** Opening DATA SECTION block **

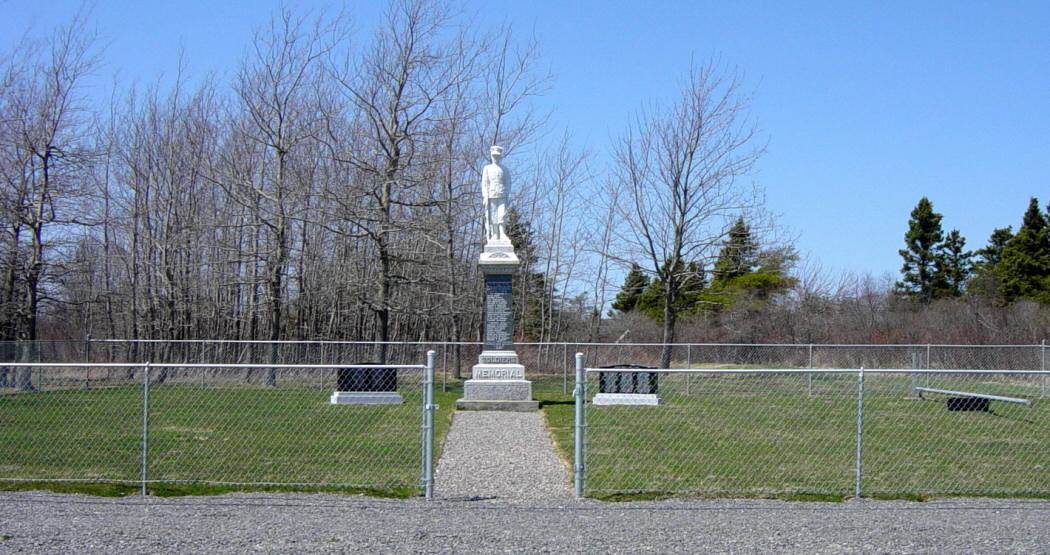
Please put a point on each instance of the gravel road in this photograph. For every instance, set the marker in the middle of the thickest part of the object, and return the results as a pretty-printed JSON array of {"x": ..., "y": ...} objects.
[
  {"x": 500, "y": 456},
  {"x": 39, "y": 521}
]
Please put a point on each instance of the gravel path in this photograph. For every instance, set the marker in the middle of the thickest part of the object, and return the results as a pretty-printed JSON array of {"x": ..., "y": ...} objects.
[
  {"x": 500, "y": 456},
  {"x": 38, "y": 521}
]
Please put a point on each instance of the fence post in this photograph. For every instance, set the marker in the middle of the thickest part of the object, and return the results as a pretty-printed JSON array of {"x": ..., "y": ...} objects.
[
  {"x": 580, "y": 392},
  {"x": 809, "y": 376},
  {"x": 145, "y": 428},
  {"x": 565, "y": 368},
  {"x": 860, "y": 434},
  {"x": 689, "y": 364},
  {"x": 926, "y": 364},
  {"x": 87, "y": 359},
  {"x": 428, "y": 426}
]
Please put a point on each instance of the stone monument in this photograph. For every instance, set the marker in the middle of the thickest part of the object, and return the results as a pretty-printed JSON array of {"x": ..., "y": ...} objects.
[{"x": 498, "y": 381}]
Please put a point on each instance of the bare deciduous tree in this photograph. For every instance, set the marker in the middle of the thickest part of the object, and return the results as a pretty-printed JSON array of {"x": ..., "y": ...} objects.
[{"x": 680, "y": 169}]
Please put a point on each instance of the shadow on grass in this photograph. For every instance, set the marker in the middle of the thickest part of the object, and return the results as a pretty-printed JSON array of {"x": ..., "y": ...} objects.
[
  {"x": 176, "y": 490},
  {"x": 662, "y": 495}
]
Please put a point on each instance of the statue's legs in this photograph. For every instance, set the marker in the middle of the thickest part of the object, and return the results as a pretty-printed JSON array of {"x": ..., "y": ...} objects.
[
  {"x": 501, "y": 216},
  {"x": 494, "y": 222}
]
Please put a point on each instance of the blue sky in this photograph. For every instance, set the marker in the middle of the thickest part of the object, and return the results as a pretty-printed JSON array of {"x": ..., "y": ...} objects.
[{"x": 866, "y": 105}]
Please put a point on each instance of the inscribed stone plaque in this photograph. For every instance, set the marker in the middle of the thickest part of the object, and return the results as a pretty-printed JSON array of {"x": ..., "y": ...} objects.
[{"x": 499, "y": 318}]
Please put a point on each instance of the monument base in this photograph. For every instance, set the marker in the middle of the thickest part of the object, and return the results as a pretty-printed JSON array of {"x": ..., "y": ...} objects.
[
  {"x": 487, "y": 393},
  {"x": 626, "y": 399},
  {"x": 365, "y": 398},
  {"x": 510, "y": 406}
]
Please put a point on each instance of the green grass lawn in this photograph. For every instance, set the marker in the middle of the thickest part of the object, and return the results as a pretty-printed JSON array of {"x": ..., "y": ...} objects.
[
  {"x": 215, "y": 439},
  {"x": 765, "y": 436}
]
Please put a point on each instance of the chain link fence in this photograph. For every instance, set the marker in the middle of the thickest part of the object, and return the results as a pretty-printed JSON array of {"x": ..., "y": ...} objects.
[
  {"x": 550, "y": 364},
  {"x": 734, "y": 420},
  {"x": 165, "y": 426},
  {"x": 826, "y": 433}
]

** Closing DATA SECTION block **

EXERCISE DESCRIPTION: Omit the pictures, then quote the rest of the material above exactly.

RESPONSE:
Please put a point on each instance of the gravel road in this photograph. For every instance, set the marker in the middle of the thickest part of the object, and return the results as a pretty-printed JSON array of {"x": ..., "y": ...} objects.
[
  {"x": 500, "y": 456},
  {"x": 39, "y": 521}
]
Please put a point on each instance of the gravel path in this photograph. For every instance, set the marker in the middle of the thickest part of the object, and return the results as a pretty-printed JSON array of {"x": ..., "y": ...} objects.
[
  {"x": 500, "y": 456},
  {"x": 38, "y": 521}
]
Please put a point on each instance of the fence post in this photograph. For every instance, set the marker in the middle of the thickest part of the object, and return the results as a pretty-printed JSON array of {"x": ..., "y": ...} objects.
[
  {"x": 580, "y": 392},
  {"x": 809, "y": 376},
  {"x": 145, "y": 428},
  {"x": 565, "y": 368},
  {"x": 860, "y": 434},
  {"x": 689, "y": 364},
  {"x": 926, "y": 364},
  {"x": 87, "y": 359},
  {"x": 428, "y": 426}
]
Please put a point on each instance of the stone monument in this photograph. For every instance, set the marker in the middle of the thickest part of the object, and return the results as a pretty-printed JSON array of {"x": ..., "y": ...} objects.
[{"x": 498, "y": 381}]
Please put a point on each instance of the bare deciduous tree in this photograph. For every instance, set the marker in the middle of the thickest part of the object, and return the results as a pretty-printed JSON array of {"x": ..., "y": ...} objects.
[{"x": 680, "y": 169}]
Please put a point on each instance of the shadow on grass in this photograph. For every instance, set the marker in the middle of the thickest part of the object, and return the results as a pretty-printed JSON array of {"x": ..., "y": ...} objects.
[
  {"x": 176, "y": 490},
  {"x": 662, "y": 495}
]
Please put a point on each instance of the statue's legs in this photograph. For every instance, set the marker in the middle of the thickest part of the object, and return the results as a pretty-printed JSON array of {"x": ..., "y": ...} objects.
[
  {"x": 501, "y": 216},
  {"x": 494, "y": 222}
]
Please put a point on each instance of the blue sky in this photograph. For every instance, set the marker in the middle of the thickest part of the object, and return the results as a pretty-printed JSON array of {"x": ..., "y": ...} objects.
[{"x": 866, "y": 105}]
Please put a point on each instance of the inscribed stone plaque in this photograph. For every instance, set the marker in the middle of the thickest part of the object, and return the results as a pretty-printed JSON array of {"x": ..., "y": ...} objects.
[{"x": 499, "y": 318}]
Please put a point on each instance of the monument base in this photograph. For every instance, set the marker in the middle of the thickest part of the object, and return the results as a pretty-printed JSON array of {"x": ..., "y": ...} objects.
[
  {"x": 487, "y": 393},
  {"x": 626, "y": 399},
  {"x": 365, "y": 398},
  {"x": 510, "y": 406}
]
Please put a point on each instance of the green grass lawn in this photograph. For every instance, set the marker in the middle of the thickest part of the object, and return the results as a pretty-printed JSON array of {"x": ..., "y": ...} objects.
[
  {"x": 215, "y": 439},
  {"x": 765, "y": 436}
]
Please put a point on each instance of the chain link fence in this photograph. For every instance, set the marker in the middle of the thickest part of the object, and return the results as a pretty-printed JSON array of {"x": ..., "y": ...} objects.
[
  {"x": 550, "y": 364},
  {"x": 734, "y": 420},
  {"x": 165, "y": 426},
  {"x": 826, "y": 433}
]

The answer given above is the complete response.